* How to complete this task *
Reproduce the material below from its first line through the line containing "box: [0, 68, 997, 1200]", both included.
START The data
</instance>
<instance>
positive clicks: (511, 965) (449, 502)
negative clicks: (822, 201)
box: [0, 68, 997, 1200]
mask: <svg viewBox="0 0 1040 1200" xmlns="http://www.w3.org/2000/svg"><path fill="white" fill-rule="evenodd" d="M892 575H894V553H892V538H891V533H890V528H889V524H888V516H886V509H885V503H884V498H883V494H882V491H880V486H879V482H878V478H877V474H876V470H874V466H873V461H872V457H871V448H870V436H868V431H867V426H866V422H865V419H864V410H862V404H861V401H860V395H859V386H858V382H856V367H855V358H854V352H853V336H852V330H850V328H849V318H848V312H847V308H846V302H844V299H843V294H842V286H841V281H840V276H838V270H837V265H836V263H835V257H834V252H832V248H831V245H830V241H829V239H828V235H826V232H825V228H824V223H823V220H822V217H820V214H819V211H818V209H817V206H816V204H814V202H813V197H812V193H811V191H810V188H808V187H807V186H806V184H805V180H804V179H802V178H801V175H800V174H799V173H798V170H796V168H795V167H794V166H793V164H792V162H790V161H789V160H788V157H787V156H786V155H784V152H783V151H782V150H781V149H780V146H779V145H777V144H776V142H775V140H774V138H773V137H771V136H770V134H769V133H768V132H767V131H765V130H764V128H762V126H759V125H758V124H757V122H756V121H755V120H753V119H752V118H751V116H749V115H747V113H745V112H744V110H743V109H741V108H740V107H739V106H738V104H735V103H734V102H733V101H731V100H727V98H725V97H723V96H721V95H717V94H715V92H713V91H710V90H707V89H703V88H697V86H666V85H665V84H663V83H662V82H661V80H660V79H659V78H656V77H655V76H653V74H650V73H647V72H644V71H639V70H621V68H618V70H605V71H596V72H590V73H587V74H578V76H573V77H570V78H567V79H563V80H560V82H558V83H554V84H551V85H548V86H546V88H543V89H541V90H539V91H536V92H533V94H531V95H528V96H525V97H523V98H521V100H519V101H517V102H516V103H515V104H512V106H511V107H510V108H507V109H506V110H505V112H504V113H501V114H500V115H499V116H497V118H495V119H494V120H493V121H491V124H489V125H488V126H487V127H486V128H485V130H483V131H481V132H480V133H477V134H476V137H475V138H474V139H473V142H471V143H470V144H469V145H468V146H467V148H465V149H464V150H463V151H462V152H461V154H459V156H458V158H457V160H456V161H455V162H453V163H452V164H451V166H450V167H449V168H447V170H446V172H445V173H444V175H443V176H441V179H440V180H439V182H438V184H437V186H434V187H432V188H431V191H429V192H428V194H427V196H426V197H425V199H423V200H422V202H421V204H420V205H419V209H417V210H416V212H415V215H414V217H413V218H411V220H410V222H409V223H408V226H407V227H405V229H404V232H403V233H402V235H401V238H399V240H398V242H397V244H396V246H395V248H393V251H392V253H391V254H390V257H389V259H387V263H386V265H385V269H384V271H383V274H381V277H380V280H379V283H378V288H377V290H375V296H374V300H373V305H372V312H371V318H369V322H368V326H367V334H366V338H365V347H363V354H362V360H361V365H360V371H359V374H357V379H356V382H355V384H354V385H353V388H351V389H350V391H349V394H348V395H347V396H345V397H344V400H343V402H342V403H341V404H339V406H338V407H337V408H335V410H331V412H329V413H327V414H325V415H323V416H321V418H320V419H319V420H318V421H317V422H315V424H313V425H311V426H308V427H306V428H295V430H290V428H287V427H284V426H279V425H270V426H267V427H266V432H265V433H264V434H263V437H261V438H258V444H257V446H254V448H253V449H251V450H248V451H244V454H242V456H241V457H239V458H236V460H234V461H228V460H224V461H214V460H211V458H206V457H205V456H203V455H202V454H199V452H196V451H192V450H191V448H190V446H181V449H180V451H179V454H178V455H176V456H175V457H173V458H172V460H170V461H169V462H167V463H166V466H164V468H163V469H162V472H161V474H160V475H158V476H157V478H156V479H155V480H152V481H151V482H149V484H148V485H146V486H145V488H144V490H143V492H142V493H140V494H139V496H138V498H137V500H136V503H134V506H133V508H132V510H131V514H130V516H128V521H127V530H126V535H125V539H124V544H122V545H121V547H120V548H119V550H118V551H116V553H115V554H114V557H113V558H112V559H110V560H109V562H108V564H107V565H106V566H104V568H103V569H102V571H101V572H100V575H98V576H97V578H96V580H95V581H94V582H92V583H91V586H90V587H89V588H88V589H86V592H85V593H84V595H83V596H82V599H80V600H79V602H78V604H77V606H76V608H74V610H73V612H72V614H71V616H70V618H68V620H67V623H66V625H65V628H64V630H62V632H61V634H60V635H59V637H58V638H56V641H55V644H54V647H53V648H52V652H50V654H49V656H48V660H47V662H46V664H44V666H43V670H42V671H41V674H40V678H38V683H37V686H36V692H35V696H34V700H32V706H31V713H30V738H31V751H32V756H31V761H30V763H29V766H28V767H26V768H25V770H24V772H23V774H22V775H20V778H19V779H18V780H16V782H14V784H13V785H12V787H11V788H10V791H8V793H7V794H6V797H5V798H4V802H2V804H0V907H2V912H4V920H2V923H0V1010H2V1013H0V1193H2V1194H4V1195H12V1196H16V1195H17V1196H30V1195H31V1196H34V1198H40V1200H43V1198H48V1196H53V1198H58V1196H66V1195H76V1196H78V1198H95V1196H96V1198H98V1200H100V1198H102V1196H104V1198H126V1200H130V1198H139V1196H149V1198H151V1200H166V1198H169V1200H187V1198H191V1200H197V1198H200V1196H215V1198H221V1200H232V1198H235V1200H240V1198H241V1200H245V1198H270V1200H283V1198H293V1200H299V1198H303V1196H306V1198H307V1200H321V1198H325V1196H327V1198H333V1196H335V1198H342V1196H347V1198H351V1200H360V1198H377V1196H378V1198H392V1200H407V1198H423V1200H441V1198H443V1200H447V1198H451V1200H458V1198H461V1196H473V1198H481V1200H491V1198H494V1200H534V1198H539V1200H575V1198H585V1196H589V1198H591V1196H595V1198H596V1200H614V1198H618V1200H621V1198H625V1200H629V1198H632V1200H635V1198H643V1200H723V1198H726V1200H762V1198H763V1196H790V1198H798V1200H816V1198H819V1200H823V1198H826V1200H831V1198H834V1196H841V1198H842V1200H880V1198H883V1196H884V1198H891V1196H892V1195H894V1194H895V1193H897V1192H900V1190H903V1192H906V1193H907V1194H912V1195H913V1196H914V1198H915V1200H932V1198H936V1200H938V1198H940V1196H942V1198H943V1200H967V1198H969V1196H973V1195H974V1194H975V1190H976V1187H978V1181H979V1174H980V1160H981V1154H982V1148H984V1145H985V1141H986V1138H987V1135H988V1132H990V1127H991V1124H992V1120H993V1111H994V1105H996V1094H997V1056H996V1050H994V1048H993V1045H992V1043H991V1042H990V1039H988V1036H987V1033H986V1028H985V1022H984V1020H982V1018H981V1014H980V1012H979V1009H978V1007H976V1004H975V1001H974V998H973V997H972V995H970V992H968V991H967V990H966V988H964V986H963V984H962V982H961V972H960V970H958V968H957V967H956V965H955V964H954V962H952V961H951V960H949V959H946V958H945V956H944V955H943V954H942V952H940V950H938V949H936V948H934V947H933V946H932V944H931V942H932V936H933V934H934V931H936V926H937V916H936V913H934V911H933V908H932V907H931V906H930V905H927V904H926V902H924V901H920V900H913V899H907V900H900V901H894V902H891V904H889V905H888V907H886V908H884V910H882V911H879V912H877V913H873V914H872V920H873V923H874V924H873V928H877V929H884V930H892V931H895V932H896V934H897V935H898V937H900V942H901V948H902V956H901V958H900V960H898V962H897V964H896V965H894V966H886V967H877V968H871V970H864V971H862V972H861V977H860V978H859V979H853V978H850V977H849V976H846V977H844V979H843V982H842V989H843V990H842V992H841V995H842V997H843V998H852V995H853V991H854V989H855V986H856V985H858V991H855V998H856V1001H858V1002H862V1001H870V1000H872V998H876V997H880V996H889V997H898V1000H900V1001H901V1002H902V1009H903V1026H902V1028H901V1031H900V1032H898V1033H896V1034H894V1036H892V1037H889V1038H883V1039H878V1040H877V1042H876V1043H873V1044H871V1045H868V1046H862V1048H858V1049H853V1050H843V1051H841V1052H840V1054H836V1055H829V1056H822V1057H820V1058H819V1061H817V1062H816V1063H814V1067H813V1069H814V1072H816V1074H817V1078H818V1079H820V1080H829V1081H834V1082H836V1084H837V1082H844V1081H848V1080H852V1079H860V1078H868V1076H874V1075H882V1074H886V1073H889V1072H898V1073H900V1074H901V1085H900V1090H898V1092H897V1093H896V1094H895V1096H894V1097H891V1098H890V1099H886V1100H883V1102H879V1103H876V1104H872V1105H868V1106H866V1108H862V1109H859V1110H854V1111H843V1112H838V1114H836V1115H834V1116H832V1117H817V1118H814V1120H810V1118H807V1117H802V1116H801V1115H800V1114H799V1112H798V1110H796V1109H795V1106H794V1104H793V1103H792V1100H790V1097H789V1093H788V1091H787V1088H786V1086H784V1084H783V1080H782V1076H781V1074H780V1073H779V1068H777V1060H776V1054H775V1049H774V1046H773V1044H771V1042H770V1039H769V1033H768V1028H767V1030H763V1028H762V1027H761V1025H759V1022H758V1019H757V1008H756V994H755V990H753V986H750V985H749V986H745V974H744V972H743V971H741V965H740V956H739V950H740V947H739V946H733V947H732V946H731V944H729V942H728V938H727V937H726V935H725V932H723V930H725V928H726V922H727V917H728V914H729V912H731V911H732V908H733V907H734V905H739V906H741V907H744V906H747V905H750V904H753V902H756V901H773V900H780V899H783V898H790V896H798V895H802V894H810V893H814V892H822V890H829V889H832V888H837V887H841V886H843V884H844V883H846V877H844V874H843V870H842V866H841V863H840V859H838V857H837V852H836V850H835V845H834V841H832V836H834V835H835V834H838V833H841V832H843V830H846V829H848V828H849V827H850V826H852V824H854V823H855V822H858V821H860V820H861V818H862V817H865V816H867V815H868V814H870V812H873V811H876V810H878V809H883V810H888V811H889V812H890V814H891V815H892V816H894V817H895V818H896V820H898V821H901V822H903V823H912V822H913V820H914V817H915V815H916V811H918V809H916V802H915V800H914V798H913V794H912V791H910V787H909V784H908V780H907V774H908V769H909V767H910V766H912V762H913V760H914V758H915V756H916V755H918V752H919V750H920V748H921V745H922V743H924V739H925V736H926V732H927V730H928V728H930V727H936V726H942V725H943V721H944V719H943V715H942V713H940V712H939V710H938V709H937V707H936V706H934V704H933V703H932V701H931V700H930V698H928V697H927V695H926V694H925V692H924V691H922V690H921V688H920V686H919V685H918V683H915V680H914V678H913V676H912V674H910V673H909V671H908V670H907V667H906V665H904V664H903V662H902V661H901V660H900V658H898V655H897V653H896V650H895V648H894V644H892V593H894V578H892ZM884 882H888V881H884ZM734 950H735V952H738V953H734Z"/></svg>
END The data
* Response box *
</instance>
<instance>
positive clicks: (511, 965) (449, 502)
negative clicks: (822, 201)
box: [0, 68, 997, 1200]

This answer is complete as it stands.